Exercise aim:
Give every line back verbatim, dropping all images.

- - - -

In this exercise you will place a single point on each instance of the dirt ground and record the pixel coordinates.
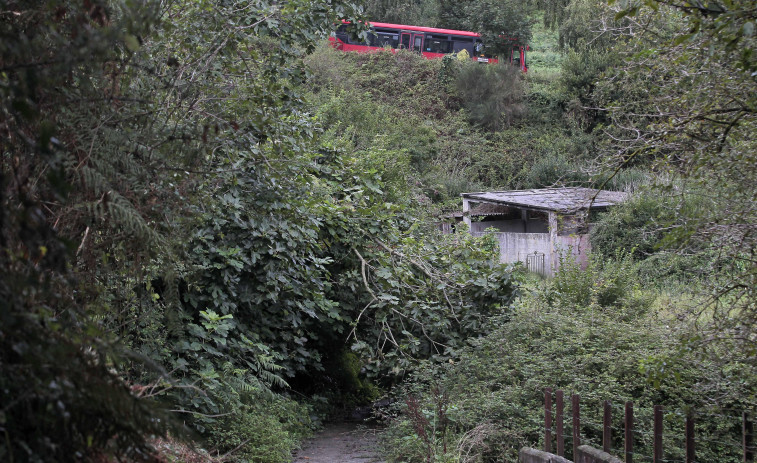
(341, 443)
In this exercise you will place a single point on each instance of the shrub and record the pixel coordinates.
(265, 430)
(493, 95)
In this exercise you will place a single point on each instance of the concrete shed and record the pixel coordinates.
(536, 226)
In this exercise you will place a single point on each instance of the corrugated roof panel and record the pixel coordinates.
(551, 199)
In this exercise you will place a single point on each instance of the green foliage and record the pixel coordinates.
(491, 94)
(427, 298)
(588, 332)
(266, 429)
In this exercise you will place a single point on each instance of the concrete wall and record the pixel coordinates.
(512, 226)
(528, 455)
(586, 454)
(506, 226)
(514, 247)
(577, 245)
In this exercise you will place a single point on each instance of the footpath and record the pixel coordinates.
(341, 443)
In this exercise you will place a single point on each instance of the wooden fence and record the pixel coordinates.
(554, 423)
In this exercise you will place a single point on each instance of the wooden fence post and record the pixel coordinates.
(629, 432)
(657, 458)
(607, 428)
(748, 433)
(560, 417)
(689, 438)
(548, 420)
(576, 410)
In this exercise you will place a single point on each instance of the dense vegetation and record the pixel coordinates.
(209, 218)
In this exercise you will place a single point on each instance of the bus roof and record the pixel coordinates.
(432, 30)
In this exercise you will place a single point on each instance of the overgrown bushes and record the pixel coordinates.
(588, 332)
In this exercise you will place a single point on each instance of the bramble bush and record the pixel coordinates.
(589, 332)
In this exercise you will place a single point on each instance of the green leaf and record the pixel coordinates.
(132, 43)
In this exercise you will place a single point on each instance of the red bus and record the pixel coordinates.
(431, 42)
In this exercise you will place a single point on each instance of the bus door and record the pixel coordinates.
(411, 41)
(418, 42)
(405, 40)
(515, 56)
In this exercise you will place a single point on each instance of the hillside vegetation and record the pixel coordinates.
(216, 230)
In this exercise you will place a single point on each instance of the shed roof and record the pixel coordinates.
(567, 199)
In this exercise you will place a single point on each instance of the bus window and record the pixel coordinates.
(404, 41)
(515, 56)
(438, 46)
(418, 42)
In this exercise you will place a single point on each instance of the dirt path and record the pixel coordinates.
(341, 443)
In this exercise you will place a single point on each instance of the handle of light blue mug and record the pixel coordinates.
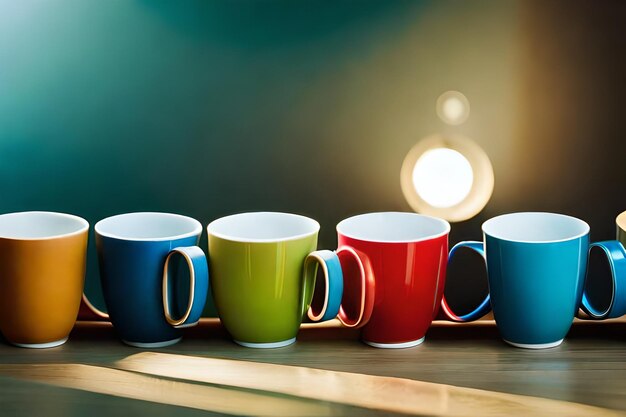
(616, 256)
(485, 306)
(198, 286)
(333, 284)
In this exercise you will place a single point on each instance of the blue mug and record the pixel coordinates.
(139, 254)
(536, 268)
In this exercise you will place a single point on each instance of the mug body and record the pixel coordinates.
(408, 253)
(132, 249)
(42, 272)
(536, 264)
(256, 265)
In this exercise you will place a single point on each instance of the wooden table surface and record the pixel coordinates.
(329, 372)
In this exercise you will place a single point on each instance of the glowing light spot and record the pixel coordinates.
(453, 107)
(443, 177)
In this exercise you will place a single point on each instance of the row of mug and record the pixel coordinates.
(386, 277)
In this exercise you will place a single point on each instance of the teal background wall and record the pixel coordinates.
(208, 108)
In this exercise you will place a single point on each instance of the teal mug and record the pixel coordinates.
(536, 267)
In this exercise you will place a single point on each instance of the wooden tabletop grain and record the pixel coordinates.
(461, 369)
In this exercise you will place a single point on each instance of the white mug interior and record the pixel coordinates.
(37, 225)
(393, 227)
(148, 226)
(535, 227)
(263, 227)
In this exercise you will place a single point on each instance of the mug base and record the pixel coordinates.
(270, 345)
(535, 346)
(152, 345)
(41, 345)
(402, 345)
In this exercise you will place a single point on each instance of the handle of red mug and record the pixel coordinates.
(485, 306)
(357, 302)
(324, 308)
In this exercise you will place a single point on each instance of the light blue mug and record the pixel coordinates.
(536, 267)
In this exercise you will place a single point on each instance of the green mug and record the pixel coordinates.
(264, 268)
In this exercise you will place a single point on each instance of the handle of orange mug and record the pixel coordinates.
(198, 286)
(485, 306)
(357, 302)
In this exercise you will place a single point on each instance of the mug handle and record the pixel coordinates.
(616, 256)
(485, 306)
(333, 286)
(198, 286)
(357, 273)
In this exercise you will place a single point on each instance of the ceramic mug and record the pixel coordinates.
(138, 254)
(598, 306)
(536, 267)
(42, 273)
(263, 278)
(408, 255)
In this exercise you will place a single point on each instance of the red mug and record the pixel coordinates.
(405, 257)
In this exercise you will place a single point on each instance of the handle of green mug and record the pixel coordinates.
(616, 257)
(485, 306)
(333, 286)
(198, 286)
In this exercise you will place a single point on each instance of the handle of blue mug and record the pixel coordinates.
(198, 286)
(485, 306)
(333, 285)
(616, 256)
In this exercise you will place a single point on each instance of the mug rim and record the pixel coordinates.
(500, 236)
(445, 224)
(620, 221)
(84, 225)
(197, 229)
(231, 237)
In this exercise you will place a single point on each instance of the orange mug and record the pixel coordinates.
(42, 273)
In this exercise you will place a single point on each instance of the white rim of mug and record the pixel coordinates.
(196, 231)
(620, 220)
(224, 236)
(443, 222)
(575, 219)
(83, 228)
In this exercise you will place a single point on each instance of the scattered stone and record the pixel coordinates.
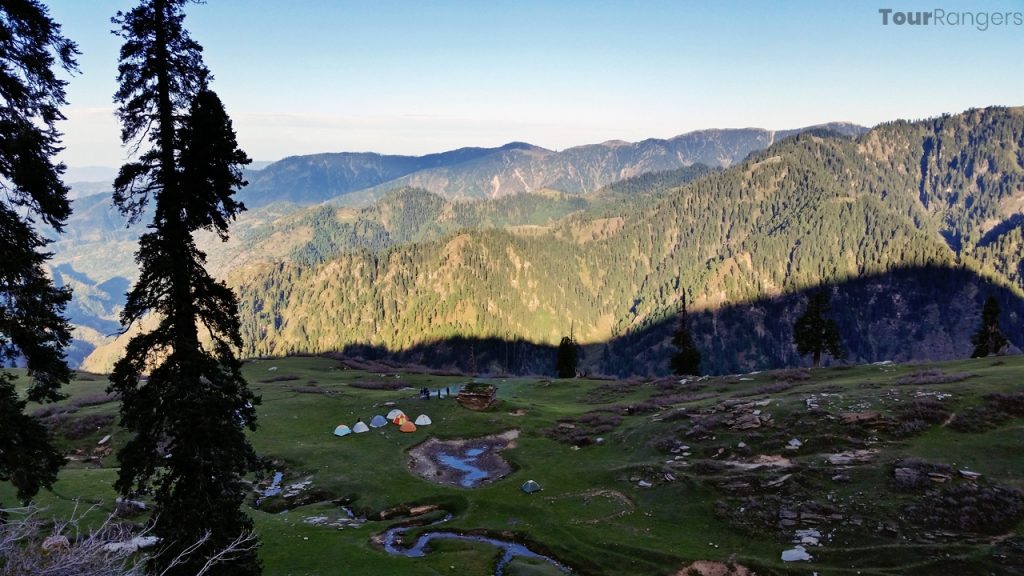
(809, 537)
(797, 553)
(133, 545)
(858, 417)
(844, 458)
(126, 502)
(55, 542)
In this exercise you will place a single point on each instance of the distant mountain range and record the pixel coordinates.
(908, 224)
(474, 173)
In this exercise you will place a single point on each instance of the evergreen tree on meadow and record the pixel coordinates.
(33, 328)
(686, 360)
(566, 359)
(988, 340)
(815, 333)
(188, 417)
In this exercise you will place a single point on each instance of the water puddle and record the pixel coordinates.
(472, 474)
(273, 490)
(464, 463)
(418, 549)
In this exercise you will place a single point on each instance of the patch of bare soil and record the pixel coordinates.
(424, 459)
(709, 568)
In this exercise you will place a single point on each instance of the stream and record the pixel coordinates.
(473, 475)
(511, 549)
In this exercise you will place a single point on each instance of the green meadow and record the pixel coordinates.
(639, 477)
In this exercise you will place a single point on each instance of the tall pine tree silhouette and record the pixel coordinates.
(188, 417)
(686, 360)
(815, 333)
(32, 325)
(988, 339)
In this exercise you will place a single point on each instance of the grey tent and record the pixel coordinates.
(529, 487)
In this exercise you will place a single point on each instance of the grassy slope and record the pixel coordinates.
(656, 532)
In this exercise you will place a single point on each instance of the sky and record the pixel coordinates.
(416, 77)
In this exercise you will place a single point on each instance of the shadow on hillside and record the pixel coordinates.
(913, 314)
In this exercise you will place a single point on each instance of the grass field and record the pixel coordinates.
(673, 480)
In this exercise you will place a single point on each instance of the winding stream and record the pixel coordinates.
(511, 549)
(473, 475)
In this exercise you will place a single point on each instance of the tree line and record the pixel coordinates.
(187, 416)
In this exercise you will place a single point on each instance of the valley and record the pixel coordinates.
(876, 470)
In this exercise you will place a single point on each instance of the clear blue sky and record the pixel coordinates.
(414, 77)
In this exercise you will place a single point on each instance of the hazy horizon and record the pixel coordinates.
(411, 79)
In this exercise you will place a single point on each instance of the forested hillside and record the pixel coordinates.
(476, 173)
(816, 208)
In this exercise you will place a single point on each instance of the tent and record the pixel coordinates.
(529, 487)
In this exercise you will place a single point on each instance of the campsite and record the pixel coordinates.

- - - -

Completed task:
In this exercise you will place a single point on each instance of the dirt ground and record the pixel coordinates.
(341, 443)
In this exercise you will place a single point on each instance of the shrub and record the pixel coordinates.
(265, 430)
(493, 95)
In this exercise you will place a single point on each instance of the concrete shed and record the pixel coordinates.
(536, 226)
In this exercise you will place a single point on each instance of the corrugated roof panel and record the pixel coordinates.
(551, 199)
In this exercise you will place a single point on each instance of the green foliage and record the pixel coordinates.
(491, 94)
(427, 298)
(588, 332)
(266, 429)
In this exercise you will place a single point on each instance of the concrete wall and record the pixel coordinates.
(512, 226)
(528, 455)
(586, 454)
(506, 226)
(514, 247)
(577, 245)
In this exercise you will place a single point on each instance of the footpath and record the pixel coordinates.
(341, 443)
In this exercise you will place a single point on each instance of the wooden fence and record the pixel coordinates.
(554, 423)
In this exercise you will place a single point on each instance of the wooden fence post and record the pixel coordinates.
(629, 432)
(657, 458)
(607, 428)
(748, 433)
(560, 417)
(689, 438)
(548, 420)
(576, 410)
In this exercise you will place a single point on each instance of the dense vegetation and record the pixel coordinates.
(209, 218)
In this exercise you will place a single point on each instance of the bus roof and record the pixel coordinates.
(432, 30)
In this exercise you will place a single point on each instance of the overgrown bushes and record the pixel coordinates.
(588, 332)
In this exercise you will place a single point on each instance of the bramble bush and record the pixel coordinates.
(589, 332)
In this exercise you will place a single point on each instance of the green leaf and record the pixel coordinates.
(132, 43)
In this exercise you will place a single point on each instance of the red bus and record the pixel coordinates.
(431, 42)
In this exercise you will place a single point on each instance of the bus door and record the pixel coordinates.
(411, 41)
(418, 42)
(405, 40)
(515, 56)
In this exercise you will place a single point on each instance of the hillside vegetation and record the pixel coordinates.
(216, 230)
In this exercise you will place a single point on each instance of the shed roof and record the pixel coordinates.
(567, 199)
In this exercise you will place a single point on each instance of the bus window and record the pixel coordinates.
(404, 41)
(515, 56)
(438, 46)
(418, 42)
In this exercise you will place a single point on each instance of the dirt path and record the pixel coordinates.
(341, 443)
In this exercise you will place a single point on each instance of the handle of light blue mug and record the pixel coordinates.
(616, 256)
(485, 306)
(198, 286)
(333, 284)
In this exercise you will place a single point on each instance of the blue mug and record the pixel coordinates.
(139, 254)
(536, 268)
In this exercise you will place a single point on each instance of the mug body and record the pixel coordinates.
(408, 253)
(132, 249)
(42, 272)
(536, 264)
(256, 265)
In this exercise you will place a single point on each instance of the wooden table surface and record the pixel coordinates.
(329, 372)
In this exercise you will place a single point on each instance of the glowing light spot and record the pixel coordinates.
(453, 107)
(443, 177)
In this exercise you will place a single point on each instance of the row of mug and record the pixel coordinates.
(386, 277)
In this exercise you will place a single point on each instance of the teal background wall and record the pixel coordinates.
(208, 108)
In this exercise you will place a single point on each instance of the teal mug and record the pixel coordinates.
(536, 267)
In this exercise you will place a single point on each instance of the wooden tabletop grain and record the pixel coordinates.
(461, 369)
In this exercise you will place a single point on each instance of the white mug interior and record the pixel coordinates.
(37, 225)
(393, 227)
(148, 226)
(535, 227)
(263, 227)
In this exercise you will place a single point on each instance of the mug base and record the pixel coordinates.
(270, 345)
(535, 346)
(152, 345)
(41, 345)
(402, 345)
In this exercise you will place a single point on each instance of the handle of red mug and record the pixel coordinates.
(485, 306)
(357, 302)
(324, 308)
In this exercise you will place a single point on each instance of the light blue mug and record the pixel coordinates.
(536, 267)
In this exercise you will place a single point on each instance of the green mug and record the pixel coordinates.
(264, 268)
In this exercise you will place a single point on each instance of the handle of orange mug and record the pixel coordinates.
(198, 286)
(485, 306)
(357, 302)
In this exercise you will place a single point on each instance of the mug handle and record the pixel coordinates.
(616, 256)
(485, 306)
(333, 286)
(198, 286)
(357, 273)
In this exercise you will place a single point on each instance of the ceramic mug and record the pixel coordinates.
(138, 254)
(598, 306)
(536, 267)
(42, 273)
(263, 278)
(408, 255)
In this exercise you will place a single point on each instance of the red mug and record the pixel coordinates.
(405, 257)
In this exercise you will place a single point on each instance of the handle of green mug and record the pixel coordinates.
(616, 257)
(485, 306)
(333, 286)
(198, 286)
In this exercise you will place a single point on each instance of the handle of blue mug and record the pixel coordinates.
(198, 286)
(485, 306)
(333, 285)
(616, 256)
In this exercise you will place a single point on each instance of the mug rim and record the pixel coordinates.
(500, 236)
(445, 224)
(620, 221)
(84, 225)
(197, 229)
(231, 237)
In this exercise you will place a single point on each instance of the orange mug and record the pixel coordinates.
(42, 273)
In this exercise you will place a single point on each instance of the white rim of mug and record the pixel coordinates.
(196, 231)
(620, 220)
(224, 236)
(443, 222)
(575, 219)
(83, 228)
In this exercise you will place a single point on each instance of the scattered stone and record the pixel coordinates.
(809, 537)
(797, 553)
(133, 545)
(858, 417)
(844, 458)
(126, 502)
(55, 542)
In this exercise you will place a single point on each instance of the distant mountain range and record the pixel coordinates.
(908, 224)
(474, 173)
In this exercise you will place a single point on each instance of the evergreen tree on meadow and record the pixel coordinates.
(33, 328)
(686, 360)
(566, 359)
(988, 340)
(815, 333)
(188, 417)
In this exercise you will place a single point on each instance of the water puddle and record the pixel coordinates.
(472, 474)
(273, 490)
(464, 463)
(418, 549)
In this exercise you will place a single point on each instance of the patch of bare soil and record the pixel coordinates.
(424, 459)
(709, 568)
In this exercise you will place a single point on each instance of the stream and record the pixel coordinates.
(473, 475)
(511, 549)
In this exercise you will place a single point on each instance of the green meadow and record the pixel coordinates.
(639, 477)
In this exercise you will place a single point on each instance of the tall pine tree silhouette and record the pixel coordinates.
(188, 417)
(686, 360)
(815, 333)
(32, 325)
(988, 339)
In this exercise you will place a single point on each instance of the grey tent and record the pixel coordinates.
(529, 487)
In this exercise you will place a single point on each instance of the grassy slope and record the pixel coordinates.
(656, 532)
In this exercise you will place a single point on each instance of the sky and record the pixel coordinates.
(416, 77)
In this exercise you will place a single point on each instance of the shadow on hillside and record the pixel coordinates.
(913, 314)
In this exercise you will place a single point on each instance of the grass field and record the pixel coordinates.
(673, 480)
In this exercise you will place a single point on each instance of the winding stream and record the pixel coordinates.
(511, 549)
(473, 475)
In this exercise you will place a single point on each instance of the tree line and record the pixel coordinates.
(187, 416)
In this exercise you will place a single point on each instance of the valley and record the pixel coordinates.
(876, 470)
In this exercise you will place a single point on each instance of the clear blue sky and record the pixel coordinates.
(414, 77)
In this exercise you will place a single point on each instance of the hazy horizon and record the pixel coordinates.
(411, 79)
In this exercise you will place a single point on each instance of the forested hillside and record the pixel coordinates.
(476, 173)
(816, 208)
In this exercise you will place a single point on each instance of the tent and record the pixel coordinates.
(529, 487)
In this exercise you will place a single point on each instance of the campsite and record the pixel coordinates.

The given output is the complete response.